- **Your instructions**
Reproduce the lines of the data below between the line containing "FIND: person's head" and the line containing "column 530, row 170", inclusive, with no changes.

- **Dataset extract**
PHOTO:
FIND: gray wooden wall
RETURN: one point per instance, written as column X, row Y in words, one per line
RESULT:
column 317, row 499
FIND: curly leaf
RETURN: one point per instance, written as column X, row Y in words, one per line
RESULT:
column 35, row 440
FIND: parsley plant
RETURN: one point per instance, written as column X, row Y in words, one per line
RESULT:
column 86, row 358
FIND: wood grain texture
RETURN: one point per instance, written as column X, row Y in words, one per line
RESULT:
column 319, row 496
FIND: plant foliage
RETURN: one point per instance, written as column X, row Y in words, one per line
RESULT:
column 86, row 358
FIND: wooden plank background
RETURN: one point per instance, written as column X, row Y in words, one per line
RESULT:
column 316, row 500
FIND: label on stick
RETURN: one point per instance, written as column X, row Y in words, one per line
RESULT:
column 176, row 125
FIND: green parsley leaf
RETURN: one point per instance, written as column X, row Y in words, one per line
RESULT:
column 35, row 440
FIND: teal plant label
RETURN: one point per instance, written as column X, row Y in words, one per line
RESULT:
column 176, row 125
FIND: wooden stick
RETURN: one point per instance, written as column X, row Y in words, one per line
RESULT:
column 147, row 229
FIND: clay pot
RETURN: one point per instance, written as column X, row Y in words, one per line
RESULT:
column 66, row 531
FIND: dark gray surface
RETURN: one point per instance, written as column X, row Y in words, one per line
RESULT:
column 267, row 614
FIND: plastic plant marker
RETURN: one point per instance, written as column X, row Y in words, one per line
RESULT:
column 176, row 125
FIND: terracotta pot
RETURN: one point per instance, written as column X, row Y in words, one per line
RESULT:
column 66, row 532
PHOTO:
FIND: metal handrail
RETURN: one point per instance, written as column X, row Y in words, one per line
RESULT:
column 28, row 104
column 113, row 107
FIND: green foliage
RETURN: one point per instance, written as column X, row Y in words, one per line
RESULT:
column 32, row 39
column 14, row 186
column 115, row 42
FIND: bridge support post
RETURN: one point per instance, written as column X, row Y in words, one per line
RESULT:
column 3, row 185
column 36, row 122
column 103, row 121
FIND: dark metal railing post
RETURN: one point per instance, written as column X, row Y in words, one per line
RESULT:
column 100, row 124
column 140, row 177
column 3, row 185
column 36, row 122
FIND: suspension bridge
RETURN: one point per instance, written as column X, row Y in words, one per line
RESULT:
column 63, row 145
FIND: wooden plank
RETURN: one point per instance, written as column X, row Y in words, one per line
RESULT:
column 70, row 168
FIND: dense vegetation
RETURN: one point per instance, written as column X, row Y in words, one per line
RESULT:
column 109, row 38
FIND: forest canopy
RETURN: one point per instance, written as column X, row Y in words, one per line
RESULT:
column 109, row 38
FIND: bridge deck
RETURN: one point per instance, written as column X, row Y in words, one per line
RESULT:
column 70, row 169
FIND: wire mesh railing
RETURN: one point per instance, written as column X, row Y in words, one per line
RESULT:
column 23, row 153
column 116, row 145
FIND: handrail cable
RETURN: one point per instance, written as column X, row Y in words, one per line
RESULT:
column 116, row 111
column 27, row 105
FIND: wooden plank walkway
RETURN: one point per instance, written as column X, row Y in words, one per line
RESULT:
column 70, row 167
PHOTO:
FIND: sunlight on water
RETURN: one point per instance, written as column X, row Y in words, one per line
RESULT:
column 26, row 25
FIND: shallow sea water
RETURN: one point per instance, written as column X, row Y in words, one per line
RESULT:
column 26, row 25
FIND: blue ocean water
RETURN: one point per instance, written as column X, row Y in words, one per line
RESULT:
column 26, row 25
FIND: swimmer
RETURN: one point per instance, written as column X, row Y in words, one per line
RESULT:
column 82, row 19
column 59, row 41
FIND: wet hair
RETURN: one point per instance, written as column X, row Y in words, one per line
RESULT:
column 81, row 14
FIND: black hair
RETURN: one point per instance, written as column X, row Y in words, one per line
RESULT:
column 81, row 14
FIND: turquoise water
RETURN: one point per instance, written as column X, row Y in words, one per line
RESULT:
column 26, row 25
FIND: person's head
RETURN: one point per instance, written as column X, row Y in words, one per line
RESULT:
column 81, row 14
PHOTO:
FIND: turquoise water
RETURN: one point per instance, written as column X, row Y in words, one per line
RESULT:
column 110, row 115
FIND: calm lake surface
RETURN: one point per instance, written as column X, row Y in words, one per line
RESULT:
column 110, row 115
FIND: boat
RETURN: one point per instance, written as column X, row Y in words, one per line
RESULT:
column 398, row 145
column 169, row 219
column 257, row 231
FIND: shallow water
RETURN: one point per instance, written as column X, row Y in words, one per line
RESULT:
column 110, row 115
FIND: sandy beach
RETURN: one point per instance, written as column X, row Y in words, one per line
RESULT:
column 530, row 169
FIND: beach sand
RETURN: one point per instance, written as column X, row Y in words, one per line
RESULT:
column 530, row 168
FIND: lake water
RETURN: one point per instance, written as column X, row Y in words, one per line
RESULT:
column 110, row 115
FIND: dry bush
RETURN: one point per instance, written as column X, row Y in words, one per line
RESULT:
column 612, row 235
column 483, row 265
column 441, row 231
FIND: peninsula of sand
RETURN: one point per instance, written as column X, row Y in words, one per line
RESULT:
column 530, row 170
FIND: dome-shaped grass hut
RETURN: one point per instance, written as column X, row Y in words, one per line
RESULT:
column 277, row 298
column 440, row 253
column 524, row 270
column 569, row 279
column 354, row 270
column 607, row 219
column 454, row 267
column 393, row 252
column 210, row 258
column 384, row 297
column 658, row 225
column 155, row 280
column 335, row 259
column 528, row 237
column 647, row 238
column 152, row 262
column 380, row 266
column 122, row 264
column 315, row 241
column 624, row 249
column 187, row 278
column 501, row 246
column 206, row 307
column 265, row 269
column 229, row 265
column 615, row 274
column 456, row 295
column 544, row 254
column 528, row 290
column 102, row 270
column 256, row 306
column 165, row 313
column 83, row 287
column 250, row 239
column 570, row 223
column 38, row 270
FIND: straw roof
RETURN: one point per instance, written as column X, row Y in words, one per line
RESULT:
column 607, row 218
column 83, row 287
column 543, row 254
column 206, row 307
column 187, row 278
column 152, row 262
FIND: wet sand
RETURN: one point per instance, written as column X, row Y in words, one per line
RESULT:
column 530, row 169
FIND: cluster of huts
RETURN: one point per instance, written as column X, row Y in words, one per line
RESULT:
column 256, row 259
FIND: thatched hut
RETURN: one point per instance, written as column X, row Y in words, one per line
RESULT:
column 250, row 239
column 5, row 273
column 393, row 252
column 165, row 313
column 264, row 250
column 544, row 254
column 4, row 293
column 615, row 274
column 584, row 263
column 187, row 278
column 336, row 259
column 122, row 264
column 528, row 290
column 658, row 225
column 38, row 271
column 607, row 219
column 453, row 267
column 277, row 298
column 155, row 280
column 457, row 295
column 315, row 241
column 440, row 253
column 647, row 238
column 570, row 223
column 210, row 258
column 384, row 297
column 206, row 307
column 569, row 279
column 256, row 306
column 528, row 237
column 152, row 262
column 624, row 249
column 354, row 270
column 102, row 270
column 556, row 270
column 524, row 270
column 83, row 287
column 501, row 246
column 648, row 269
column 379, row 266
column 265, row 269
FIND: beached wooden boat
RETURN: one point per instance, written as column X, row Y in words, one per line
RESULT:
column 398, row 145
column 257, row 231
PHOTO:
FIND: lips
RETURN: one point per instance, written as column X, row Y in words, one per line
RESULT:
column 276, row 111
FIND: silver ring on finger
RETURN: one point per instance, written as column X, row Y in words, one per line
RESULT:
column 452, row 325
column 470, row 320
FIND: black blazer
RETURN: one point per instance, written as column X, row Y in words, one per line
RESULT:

- **Exercise answer**
FIND: person's head
RETURN: one point per instance, written as column X, row Y in words, one per line
RESULT:
column 81, row 14
PHOTO:
FIND: turquoise water
RETURN: one point per instance, written as column X, row Y in words, one per line
RESULT:
column 110, row 115
FIND: calm lake surface
RETURN: one point per instance, written as column X, row Y in words, one per line
RESULT:
column 110, row 115
FIND: boat
RETURN: one point per instance, written as column X, row Y in words, one per line
RESULT:
column 398, row 145
column 169, row 219
column 257, row 231
FIND: shallow water
RETURN: one point per instance, written as column X, row Y in words, one per line
RESULT:
column 110, row 115
FIND: sandy beach
RETURN: one point per instance, written as column X, row Y in words, one per line
RESULT:
column 530, row 169
FIND: beach sand
RETURN: one point per instance, written as column X, row Y in words, one per line
RESULT:
column 530, row 168
FIND: lake water
RETURN: one point per instance, written as column X, row Y in words, one per line
RESULT:
column 110, row 115
FIND: dry bush
RETURN: one point per instance, written as column X, row Y in words, one per line
RESULT:
column 612, row 235
column 483, row 265
column 441, row 231
FIND: peninsula of sand
RETURN: one point per instance, written as column X, row Y in words, one per line
RESULT:
column 530, row 170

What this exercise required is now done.